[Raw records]
-- BEGIN --
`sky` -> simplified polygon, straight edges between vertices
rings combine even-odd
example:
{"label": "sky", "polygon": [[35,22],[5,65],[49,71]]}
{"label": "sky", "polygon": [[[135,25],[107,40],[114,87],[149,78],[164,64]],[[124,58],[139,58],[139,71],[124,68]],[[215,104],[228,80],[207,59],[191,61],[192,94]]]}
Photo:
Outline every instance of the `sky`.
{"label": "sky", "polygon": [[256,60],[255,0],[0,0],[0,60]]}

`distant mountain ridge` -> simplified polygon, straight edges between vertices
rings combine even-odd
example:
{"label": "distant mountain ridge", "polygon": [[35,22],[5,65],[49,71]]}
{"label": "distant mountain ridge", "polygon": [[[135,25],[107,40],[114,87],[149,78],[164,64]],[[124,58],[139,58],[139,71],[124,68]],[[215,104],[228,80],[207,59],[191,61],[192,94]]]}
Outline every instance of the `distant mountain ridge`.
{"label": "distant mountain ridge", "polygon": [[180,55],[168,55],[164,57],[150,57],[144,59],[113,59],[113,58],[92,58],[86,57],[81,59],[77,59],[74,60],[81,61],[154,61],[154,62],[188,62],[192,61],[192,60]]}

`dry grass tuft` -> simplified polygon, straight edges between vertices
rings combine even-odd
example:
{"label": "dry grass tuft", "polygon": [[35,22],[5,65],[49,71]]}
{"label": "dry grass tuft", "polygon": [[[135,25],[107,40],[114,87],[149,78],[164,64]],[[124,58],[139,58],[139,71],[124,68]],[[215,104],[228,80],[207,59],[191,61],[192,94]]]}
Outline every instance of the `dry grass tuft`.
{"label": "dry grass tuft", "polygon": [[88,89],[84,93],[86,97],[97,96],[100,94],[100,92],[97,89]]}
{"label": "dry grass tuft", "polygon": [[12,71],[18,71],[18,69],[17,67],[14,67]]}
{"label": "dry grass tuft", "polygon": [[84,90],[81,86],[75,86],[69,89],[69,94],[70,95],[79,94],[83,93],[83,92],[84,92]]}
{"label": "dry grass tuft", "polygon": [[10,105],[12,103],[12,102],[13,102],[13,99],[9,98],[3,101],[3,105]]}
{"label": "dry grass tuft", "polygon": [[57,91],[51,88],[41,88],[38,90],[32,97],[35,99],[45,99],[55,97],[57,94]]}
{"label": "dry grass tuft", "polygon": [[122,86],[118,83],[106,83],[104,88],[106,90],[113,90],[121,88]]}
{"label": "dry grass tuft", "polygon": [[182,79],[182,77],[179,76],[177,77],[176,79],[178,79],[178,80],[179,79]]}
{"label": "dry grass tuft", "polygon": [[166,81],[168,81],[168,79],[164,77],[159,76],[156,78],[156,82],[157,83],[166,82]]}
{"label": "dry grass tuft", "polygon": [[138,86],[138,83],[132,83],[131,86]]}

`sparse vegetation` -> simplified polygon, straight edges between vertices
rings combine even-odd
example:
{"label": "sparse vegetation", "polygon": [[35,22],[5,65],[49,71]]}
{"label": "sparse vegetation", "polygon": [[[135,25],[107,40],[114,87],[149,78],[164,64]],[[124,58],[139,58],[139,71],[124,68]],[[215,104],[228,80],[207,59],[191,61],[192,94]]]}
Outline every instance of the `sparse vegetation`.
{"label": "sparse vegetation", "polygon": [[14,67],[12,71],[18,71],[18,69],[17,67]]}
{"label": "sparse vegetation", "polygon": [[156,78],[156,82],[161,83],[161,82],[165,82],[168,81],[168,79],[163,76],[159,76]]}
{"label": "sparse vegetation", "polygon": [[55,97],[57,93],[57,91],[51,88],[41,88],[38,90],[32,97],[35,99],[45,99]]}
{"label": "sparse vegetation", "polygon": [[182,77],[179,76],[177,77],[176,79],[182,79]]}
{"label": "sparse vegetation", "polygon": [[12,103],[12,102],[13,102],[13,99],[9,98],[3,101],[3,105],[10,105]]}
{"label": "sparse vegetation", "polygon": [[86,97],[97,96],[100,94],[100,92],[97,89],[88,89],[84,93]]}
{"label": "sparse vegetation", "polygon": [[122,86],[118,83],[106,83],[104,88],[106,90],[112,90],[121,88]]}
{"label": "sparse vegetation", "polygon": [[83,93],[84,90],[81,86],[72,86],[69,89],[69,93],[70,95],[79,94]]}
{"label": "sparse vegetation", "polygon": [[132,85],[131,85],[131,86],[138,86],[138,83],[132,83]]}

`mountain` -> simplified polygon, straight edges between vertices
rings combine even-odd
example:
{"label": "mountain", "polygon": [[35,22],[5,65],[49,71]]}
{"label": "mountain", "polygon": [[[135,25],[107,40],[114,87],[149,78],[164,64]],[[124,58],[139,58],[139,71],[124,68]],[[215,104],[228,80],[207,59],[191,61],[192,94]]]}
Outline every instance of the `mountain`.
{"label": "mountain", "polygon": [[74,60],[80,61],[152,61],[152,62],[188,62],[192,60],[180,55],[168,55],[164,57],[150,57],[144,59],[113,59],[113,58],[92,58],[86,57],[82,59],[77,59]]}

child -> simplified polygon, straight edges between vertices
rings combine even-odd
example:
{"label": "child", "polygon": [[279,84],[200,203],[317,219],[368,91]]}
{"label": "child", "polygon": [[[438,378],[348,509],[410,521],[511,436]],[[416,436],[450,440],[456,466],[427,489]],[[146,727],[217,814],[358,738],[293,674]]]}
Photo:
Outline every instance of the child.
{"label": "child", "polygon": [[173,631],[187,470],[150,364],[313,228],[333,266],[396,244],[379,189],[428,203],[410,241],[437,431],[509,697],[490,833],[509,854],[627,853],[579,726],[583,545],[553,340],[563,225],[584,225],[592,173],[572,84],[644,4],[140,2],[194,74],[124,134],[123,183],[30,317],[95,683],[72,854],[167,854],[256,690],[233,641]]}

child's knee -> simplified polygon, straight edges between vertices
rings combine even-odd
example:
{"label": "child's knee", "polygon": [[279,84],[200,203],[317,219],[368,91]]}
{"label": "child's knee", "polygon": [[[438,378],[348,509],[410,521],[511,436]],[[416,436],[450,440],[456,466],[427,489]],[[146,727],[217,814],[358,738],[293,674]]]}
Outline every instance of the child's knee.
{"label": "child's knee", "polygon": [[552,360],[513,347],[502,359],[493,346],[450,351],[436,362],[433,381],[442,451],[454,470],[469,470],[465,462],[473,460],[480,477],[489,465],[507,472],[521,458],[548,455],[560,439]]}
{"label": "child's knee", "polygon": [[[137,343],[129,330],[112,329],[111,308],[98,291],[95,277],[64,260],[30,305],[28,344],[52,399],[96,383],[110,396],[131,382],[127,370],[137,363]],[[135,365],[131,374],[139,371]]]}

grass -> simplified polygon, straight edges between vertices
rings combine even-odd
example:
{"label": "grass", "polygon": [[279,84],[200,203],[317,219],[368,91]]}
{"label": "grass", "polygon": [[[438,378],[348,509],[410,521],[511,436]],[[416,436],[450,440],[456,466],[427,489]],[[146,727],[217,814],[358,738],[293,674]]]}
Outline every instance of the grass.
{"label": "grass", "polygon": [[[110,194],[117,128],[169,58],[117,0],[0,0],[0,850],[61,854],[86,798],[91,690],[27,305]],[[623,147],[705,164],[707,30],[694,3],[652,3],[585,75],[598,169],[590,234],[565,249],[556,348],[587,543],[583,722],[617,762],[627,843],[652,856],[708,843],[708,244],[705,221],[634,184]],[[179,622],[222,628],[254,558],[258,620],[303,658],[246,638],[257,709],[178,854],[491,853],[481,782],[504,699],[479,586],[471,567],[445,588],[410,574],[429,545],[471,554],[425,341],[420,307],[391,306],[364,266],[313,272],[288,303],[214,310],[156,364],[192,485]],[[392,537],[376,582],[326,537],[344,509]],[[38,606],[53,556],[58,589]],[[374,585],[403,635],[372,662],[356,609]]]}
-- END --
REQUIRED TASK: Rewrite the records above as a Markdown table with the columns Row and Line, giving each line a row number and leaving out blank lines.

COMPLETE OUTPUT:
| Row | Line |
|---|---|
| 1 | `sky` -> simplified polygon, straight edges between vertices |
| 2 | rings combine even-odd |
| 3 | example: |
| 4 | {"label": "sky", "polygon": [[35,22],[5,65],[49,71]]} |
| 5 | {"label": "sky", "polygon": [[[135,25],[107,40],[114,87],[149,78],[164,64]],[[124,58],[139,58],[139,71],[124,68]],[[215,104],[228,80],[207,59],[191,61],[192,94]]]} |
| 6 | Photo: |
| 7 | Outline every instance of the `sky`. |
| 8 | {"label": "sky", "polygon": [[256,60],[255,0],[0,0],[0,60]]} |
| 9 | `distant mountain ridge` -> simplified polygon, straight edges between vertices |
| 10 | rings combine even-odd |
| 11 | example: |
| 12 | {"label": "distant mountain ridge", "polygon": [[35,22],[5,65],[49,71]]} |
| 13 | {"label": "distant mountain ridge", "polygon": [[[135,25],[107,40],[114,87],[149,78],[164,64]],[[124,58],[139,58],[139,71],[124,68]],[[215,104],[228,80],[207,59],[191,61],[192,94]]]} |
| 14 | Outline every instance of the `distant mountain ridge`. |
| 15 | {"label": "distant mountain ridge", "polygon": [[180,55],[168,55],[164,57],[150,57],[144,59],[113,59],[113,58],[92,58],[86,57],[81,59],[77,59],[74,60],[81,61],[154,61],[154,62],[188,62],[192,61],[192,60]]} |
| 16 | `dry grass tuft` -> simplified polygon, straight edges between vertices |
| 17 | rings combine even-odd |
| 18 | example: |
| 19 | {"label": "dry grass tuft", "polygon": [[35,22],[5,65],[49,71]]} |
| 20 | {"label": "dry grass tuft", "polygon": [[[135,25],[107,40],[114,87],[149,78],[164,64]],[[124,58],[139,58],[139,71],[124,68]],[[215,104],[228,80],[207,59],[191,61],[192,94]]]} |
| 21 | Outline every instance of the `dry grass tuft`. |
| 22 | {"label": "dry grass tuft", "polygon": [[88,89],[84,93],[86,97],[97,96],[100,94],[100,92],[97,89]]} |
| 23 | {"label": "dry grass tuft", "polygon": [[12,71],[18,71],[18,69],[17,67],[14,67]]} |
| 24 | {"label": "dry grass tuft", "polygon": [[84,90],[81,86],[75,86],[69,89],[69,94],[70,95],[79,94],[83,93],[83,92],[84,92]]} |
| 25 | {"label": "dry grass tuft", "polygon": [[10,105],[12,103],[12,102],[13,102],[13,99],[9,98],[3,101],[3,105]]} |
| 26 | {"label": "dry grass tuft", "polygon": [[57,91],[51,88],[41,88],[38,90],[32,97],[35,99],[45,99],[55,97],[57,94]]} |
| 27 | {"label": "dry grass tuft", "polygon": [[122,86],[118,83],[106,83],[104,88],[106,90],[113,90],[121,88]]} |
| 28 | {"label": "dry grass tuft", "polygon": [[182,79],[182,77],[179,76],[177,77],[176,79],[178,79],[178,80],[179,79]]} |
| 29 | {"label": "dry grass tuft", "polygon": [[166,81],[168,81],[168,79],[164,77],[159,76],[156,78],[156,82],[157,83],[166,82]]} |
| 30 | {"label": "dry grass tuft", "polygon": [[138,86],[138,83],[132,83],[131,86]]} |
| 31 | `sparse vegetation` -> simplified polygon, straight edges between vertices |
| 32 | rings combine even-odd |
| 33 | example: |
| 34 | {"label": "sparse vegetation", "polygon": [[35,22],[5,65],[49,71]]} |
| 35 | {"label": "sparse vegetation", "polygon": [[[135,25],[107,40],[114,87],[149,78],[164,64]],[[124,58],[139,58],[139,71],[124,68]],[[215,104],[228,80],[207,59],[191,61],[192,94]]]} |
| 36 | Outline every instance of the `sparse vegetation`. |
| 37 | {"label": "sparse vegetation", "polygon": [[14,67],[12,71],[18,71],[18,69],[17,67]]} |
| 38 | {"label": "sparse vegetation", "polygon": [[156,78],[156,82],[161,83],[161,82],[165,82],[168,81],[168,79],[163,76],[159,76]]} |
| 39 | {"label": "sparse vegetation", "polygon": [[55,97],[57,93],[57,91],[51,88],[41,88],[38,90],[32,97],[35,99],[45,99]]} |
| 40 | {"label": "sparse vegetation", "polygon": [[182,77],[179,76],[177,77],[176,79],[182,79]]} |
| 41 | {"label": "sparse vegetation", "polygon": [[12,103],[12,102],[13,102],[13,99],[9,98],[3,101],[3,105],[10,105]]} |
| 42 | {"label": "sparse vegetation", "polygon": [[86,97],[97,96],[100,94],[100,92],[97,89],[88,89],[84,93]]} |
| 43 | {"label": "sparse vegetation", "polygon": [[122,86],[118,83],[106,83],[104,88],[106,90],[112,90],[121,88]]} |
| 44 | {"label": "sparse vegetation", "polygon": [[83,93],[84,90],[81,86],[72,86],[69,89],[69,93],[70,95],[79,94]]} |
| 45 | {"label": "sparse vegetation", "polygon": [[132,85],[131,85],[131,86],[138,86],[138,83],[132,83]]} |
| 46 | `mountain` -> simplified polygon, straight edges between vertices |
| 47 | rings combine even-odd |
| 48 | example: |
| 49 | {"label": "mountain", "polygon": [[35,22],[5,65],[49,71]]} |
| 50 | {"label": "mountain", "polygon": [[[135,25],[107,40],[114,87],[149,78],[164,64]],[[124,58],[139,58],[139,71],[124,68]],[[215,104],[228,80],[207,59],[191,61],[192,94]]]} |
| 51 | Outline every instance of the `mountain`. |
| 52 | {"label": "mountain", "polygon": [[74,60],[80,61],[152,61],[152,62],[188,62],[192,60],[180,55],[168,55],[164,57],[150,57],[144,59],[113,59],[113,58],[92,58],[86,57],[82,59],[77,59]]} |
| 53 | child -> simplified polygon, straight edges between vertices |
| 54 | rings combine even-odd |
| 55 | example: |
| 56 | {"label": "child", "polygon": [[279,84],[200,203],[317,219],[368,91]]} |
| 57 | {"label": "child", "polygon": [[[438,378],[348,509],[410,521],[511,436]],[[416,436],[450,440],[456,466],[427,489]],[[146,727],[217,814],[358,738],[293,674]]]} |
| 58 | Photo: |
| 59 | Outline every instance of the child. |
| 60 | {"label": "child", "polygon": [[173,631],[187,470],[150,364],[313,228],[333,266],[396,244],[379,189],[428,203],[410,241],[437,431],[509,697],[490,833],[509,854],[627,853],[579,726],[583,545],[553,340],[563,225],[584,225],[592,173],[572,84],[644,4],[140,2],[194,74],[124,134],[123,183],[30,317],[95,683],[72,854],[167,854],[256,690],[233,641]]} |
| 61 | child's knee -> simplified polygon, straight edges between vertices |
| 62 | rings combine even-odd |
| 63 | example: |
| 64 | {"label": "child's knee", "polygon": [[279,84],[200,203],[317,219],[368,91]]} |
| 65 | {"label": "child's knee", "polygon": [[[438,378],[348,509],[410,521],[511,436]],[[416,436],[450,440],[456,466],[427,489]],[[146,727],[217,814],[358,738],[293,674]]]} |
| 66 | Outline every instance of the child's knee. |
| 67 | {"label": "child's knee", "polygon": [[552,360],[513,347],[502,359],[493,346],[450,351],[436,362],[433,381],[442,451],[454,470],[469,470],[465,462],[473,460],[480,477],[489,465],[507,472],[521,458],[548,455],[560,439]]} |
| 68 | {"label": "child's knee", "polygon": [[[137,343],[129,330],[112,329],[111,308],[98,291],[95,277],[64,260],[30,305],[28,344],[52,399],[96,383],[110,396],[131,382],[127,370],[137,363]],[[135,365],[131,374],[139,371]]]} |
| 69 | grass -> simplified polygon, straight edges between vertices |
| 70 | rings combine even-odd |
| 71 | example: |
| 72 | {"label": "grass", "polygon": [[279,84],[200,203],[317,219],[368,91]]} |
| 73 | {"label": "grass", "polygon": [[[438,378],[348,509],[410,521],[511,436]],[[416,436],[450,440],[456,466],[427,489]],[[146,727],[217,814],[358,738],[293,674]]]} |
| 74 | Outline every instance of the grass. |
| 75 | {"label": "grass", "polygon": [[[110,194],[117,128],[169,58],[117,0],[0,0],[0,850],[61,854],[86,798],[91,690],[27,305]],[[623,147],[705,164],[707,30],[694,3],[652,3],[585,75],[598,169],[590,234],[565,249],[556,348],[587,543],[583,722],[617,762],[627,843],[652,856],[708,843],[708,244],[705,221],[634,184]],[[179,622],[222,628],[254,558],[258,620],[303,658],[246,638],[257,709],[178,854],[491,853],[481,782],[504,699],[479,586],[471,567],[445,588],[410,574],[429,545],[471,554],[425,341],[420,307],[391,306],[364,266],[313,272],[288,303],[214,310],[156,364],[192,485]],[[392,537],[376,582],[326,537],[344,509]],[[38,606],[53,556],[58,589]],[[374,585],[403,635],[372,662],[356,609]]]} |